++++ Material ++++

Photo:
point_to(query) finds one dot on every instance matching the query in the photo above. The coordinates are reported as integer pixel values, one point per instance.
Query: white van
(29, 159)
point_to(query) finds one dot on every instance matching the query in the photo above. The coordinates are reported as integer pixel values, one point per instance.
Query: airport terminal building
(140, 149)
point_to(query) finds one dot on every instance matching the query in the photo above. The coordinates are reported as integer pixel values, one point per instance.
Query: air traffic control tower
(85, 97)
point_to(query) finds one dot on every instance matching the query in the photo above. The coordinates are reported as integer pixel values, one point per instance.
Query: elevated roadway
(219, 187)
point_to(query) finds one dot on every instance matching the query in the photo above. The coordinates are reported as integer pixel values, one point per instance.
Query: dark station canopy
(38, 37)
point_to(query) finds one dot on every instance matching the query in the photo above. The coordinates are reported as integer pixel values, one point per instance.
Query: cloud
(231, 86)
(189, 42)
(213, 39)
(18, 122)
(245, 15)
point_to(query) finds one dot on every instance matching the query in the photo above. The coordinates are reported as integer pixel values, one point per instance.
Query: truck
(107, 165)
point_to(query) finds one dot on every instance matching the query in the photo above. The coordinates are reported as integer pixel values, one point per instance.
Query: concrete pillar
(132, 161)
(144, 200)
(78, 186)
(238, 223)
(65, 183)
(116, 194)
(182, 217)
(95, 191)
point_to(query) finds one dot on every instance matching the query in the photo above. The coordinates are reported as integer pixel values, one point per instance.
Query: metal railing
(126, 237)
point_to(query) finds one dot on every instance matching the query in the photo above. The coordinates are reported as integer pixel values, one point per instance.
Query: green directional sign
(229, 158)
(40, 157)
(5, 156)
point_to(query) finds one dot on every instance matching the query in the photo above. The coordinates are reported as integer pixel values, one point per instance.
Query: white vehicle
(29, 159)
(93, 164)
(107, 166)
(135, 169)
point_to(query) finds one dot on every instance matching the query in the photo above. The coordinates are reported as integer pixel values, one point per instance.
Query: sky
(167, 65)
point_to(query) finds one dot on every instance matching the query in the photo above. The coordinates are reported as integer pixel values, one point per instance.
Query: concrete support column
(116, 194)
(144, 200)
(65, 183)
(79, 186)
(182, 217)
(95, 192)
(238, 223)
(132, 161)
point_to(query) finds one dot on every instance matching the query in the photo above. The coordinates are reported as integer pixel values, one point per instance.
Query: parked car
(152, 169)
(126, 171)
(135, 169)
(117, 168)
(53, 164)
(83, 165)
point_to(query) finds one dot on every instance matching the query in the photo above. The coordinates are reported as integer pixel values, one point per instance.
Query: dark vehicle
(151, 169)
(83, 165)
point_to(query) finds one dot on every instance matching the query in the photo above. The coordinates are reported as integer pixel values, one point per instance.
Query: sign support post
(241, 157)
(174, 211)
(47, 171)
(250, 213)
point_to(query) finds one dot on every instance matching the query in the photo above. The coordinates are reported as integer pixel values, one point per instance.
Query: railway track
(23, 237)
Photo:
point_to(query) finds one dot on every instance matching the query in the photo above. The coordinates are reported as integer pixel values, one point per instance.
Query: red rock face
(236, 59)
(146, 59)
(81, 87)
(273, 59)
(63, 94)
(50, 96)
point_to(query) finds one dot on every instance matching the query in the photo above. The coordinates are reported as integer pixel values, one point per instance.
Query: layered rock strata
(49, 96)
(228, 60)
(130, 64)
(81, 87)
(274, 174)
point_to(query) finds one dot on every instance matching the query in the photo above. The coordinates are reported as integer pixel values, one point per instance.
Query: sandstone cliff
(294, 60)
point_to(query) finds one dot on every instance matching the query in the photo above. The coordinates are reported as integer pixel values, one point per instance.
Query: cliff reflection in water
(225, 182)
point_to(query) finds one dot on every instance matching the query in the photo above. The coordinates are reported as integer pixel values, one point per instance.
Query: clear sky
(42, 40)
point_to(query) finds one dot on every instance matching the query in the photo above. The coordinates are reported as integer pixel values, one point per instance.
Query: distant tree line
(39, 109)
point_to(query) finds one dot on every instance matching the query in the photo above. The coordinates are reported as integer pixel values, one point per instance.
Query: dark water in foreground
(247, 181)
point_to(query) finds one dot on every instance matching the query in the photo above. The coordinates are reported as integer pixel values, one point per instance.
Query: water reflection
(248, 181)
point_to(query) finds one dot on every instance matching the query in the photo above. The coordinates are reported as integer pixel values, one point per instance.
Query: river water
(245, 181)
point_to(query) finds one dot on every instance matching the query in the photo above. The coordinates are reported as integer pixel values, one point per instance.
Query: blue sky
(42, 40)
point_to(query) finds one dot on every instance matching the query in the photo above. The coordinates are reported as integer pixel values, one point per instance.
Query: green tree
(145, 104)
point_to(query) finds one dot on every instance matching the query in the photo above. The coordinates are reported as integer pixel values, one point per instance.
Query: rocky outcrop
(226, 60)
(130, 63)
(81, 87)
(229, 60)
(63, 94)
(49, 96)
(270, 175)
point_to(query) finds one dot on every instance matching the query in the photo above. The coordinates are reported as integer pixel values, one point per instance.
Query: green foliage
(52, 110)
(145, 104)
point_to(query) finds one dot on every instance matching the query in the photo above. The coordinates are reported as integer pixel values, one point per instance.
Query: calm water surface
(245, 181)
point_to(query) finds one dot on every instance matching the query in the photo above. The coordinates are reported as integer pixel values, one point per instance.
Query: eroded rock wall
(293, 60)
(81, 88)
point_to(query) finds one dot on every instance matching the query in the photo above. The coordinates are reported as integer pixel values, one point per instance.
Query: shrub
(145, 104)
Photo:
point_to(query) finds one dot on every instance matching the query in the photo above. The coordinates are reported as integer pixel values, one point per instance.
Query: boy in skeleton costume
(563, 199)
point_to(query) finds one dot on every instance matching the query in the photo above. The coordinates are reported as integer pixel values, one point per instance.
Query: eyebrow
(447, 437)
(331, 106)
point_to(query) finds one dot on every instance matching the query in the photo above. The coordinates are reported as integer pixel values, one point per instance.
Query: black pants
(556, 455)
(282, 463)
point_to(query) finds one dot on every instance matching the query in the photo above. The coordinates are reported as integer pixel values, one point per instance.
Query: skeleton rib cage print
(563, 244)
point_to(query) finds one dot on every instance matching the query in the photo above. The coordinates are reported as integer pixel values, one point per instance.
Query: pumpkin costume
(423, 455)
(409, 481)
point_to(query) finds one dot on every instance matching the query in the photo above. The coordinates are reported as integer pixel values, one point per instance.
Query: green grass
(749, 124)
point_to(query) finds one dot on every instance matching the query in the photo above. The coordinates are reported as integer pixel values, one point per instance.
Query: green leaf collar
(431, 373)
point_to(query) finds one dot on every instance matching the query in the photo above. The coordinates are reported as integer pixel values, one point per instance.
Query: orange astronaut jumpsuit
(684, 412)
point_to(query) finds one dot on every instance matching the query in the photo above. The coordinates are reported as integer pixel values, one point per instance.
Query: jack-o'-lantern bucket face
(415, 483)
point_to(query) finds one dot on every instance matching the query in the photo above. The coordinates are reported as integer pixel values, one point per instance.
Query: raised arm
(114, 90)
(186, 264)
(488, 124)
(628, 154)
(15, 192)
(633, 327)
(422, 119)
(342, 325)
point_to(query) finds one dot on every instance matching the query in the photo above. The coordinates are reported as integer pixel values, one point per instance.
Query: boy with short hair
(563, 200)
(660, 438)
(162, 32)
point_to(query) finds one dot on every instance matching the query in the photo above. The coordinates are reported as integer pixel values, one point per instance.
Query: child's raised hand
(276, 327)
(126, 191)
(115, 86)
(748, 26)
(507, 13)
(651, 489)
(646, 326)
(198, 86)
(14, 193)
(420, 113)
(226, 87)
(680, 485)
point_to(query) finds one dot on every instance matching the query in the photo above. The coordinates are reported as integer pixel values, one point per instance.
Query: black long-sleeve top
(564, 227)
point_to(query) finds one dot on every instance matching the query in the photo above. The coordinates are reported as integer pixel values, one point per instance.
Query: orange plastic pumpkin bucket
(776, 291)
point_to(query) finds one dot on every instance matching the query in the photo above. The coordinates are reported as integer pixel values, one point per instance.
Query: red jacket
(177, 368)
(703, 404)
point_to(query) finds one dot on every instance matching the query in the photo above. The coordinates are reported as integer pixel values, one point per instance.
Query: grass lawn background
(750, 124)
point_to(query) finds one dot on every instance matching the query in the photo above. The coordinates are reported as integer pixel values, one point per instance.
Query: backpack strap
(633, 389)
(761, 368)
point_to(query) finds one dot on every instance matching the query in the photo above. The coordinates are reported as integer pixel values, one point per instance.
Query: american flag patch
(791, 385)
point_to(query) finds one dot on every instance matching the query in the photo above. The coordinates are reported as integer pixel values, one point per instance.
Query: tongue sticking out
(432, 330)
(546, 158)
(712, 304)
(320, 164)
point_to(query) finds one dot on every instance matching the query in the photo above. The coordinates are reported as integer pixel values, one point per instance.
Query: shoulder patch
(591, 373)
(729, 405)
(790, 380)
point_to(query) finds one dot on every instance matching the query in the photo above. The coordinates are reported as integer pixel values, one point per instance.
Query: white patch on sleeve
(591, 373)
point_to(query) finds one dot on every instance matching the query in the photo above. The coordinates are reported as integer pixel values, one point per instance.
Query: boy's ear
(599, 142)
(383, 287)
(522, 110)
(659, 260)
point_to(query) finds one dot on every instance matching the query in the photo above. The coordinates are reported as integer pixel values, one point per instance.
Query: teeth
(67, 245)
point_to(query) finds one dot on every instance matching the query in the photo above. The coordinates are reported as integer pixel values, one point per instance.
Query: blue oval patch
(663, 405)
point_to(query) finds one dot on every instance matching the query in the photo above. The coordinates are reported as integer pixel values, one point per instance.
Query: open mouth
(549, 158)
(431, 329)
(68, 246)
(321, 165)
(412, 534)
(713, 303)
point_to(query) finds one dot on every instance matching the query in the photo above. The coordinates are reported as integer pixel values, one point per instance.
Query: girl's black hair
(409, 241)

++++
++++ Material ++++

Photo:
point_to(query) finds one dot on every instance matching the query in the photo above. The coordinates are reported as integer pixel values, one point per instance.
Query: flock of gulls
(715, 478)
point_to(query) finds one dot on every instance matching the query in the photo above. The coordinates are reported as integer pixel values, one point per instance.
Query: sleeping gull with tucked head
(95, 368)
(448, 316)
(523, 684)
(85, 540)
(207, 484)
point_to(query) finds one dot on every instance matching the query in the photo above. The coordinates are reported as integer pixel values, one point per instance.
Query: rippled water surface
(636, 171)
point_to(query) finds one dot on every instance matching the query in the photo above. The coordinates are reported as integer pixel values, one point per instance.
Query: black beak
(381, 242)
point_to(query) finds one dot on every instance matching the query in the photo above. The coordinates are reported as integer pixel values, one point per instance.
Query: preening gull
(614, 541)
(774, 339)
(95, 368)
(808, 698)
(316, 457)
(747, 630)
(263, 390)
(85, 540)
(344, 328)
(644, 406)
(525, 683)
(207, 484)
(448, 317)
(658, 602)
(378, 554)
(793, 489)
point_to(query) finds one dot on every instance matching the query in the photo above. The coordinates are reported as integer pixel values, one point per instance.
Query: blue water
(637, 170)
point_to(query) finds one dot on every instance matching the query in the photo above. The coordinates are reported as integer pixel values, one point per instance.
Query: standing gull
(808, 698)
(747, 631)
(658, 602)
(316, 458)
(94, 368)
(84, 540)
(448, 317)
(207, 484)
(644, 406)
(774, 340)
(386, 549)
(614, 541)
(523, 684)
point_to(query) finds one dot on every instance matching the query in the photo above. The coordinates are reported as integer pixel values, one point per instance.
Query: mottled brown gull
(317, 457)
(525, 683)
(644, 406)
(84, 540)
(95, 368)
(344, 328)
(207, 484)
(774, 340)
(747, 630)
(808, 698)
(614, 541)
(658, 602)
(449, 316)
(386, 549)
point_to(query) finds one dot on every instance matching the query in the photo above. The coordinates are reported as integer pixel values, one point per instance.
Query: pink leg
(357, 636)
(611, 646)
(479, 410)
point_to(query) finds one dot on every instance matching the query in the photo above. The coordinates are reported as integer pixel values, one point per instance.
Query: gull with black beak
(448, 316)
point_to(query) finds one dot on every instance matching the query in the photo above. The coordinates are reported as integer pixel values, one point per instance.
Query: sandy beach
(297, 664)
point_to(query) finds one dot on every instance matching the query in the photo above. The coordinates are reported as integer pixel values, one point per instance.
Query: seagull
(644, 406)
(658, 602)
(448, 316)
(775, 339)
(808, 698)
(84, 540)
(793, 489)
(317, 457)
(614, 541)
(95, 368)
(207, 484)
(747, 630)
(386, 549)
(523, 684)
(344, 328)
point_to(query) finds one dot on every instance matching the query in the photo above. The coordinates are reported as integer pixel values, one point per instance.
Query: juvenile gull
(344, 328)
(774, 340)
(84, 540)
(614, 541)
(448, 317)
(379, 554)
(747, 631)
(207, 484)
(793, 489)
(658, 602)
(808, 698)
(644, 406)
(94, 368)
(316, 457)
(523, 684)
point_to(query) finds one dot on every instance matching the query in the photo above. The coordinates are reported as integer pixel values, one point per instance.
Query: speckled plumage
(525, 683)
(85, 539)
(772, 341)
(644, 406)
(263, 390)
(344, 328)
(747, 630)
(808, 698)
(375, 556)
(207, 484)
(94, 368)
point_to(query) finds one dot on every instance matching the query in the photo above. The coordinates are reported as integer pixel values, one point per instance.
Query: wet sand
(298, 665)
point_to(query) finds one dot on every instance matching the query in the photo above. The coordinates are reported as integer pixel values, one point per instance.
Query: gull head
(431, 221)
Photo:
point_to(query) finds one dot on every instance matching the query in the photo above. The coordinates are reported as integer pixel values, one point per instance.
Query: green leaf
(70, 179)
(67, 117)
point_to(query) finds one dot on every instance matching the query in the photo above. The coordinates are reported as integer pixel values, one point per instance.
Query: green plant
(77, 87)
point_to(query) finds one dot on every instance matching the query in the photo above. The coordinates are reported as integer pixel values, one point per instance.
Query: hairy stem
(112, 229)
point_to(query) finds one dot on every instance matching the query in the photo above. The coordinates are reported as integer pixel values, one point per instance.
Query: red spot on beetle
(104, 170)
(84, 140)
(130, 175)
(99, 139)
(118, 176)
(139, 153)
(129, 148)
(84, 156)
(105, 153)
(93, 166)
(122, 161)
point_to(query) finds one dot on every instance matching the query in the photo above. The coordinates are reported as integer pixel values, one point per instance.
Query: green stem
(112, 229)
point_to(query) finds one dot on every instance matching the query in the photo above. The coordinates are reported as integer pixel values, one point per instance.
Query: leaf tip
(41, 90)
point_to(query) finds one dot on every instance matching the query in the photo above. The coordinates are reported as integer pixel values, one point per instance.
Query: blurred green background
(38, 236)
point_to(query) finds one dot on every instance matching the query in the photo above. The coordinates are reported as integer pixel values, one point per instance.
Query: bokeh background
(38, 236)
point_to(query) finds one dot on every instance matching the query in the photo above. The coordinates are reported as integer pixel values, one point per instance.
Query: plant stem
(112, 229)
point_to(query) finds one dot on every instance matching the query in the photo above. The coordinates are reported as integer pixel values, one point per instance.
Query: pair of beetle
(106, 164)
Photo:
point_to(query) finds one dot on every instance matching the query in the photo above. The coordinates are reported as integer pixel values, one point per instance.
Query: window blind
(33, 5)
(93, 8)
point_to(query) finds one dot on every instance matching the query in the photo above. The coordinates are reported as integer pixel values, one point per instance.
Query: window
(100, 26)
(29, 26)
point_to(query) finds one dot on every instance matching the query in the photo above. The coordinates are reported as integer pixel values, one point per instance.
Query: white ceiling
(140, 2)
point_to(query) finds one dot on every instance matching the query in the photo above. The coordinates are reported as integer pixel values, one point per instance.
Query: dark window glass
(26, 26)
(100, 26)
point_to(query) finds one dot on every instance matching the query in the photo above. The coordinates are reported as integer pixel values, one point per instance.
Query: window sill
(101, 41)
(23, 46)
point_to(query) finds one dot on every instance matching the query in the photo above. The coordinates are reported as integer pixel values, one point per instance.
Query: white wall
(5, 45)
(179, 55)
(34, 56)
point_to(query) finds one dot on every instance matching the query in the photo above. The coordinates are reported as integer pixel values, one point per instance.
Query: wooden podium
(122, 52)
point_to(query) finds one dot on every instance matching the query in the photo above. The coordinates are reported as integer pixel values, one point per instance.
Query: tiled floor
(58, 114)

++++

What this task involves:
Count the lines in the items above that contain the string "sign", where case counts. Reply with the number only.

Finished task:
2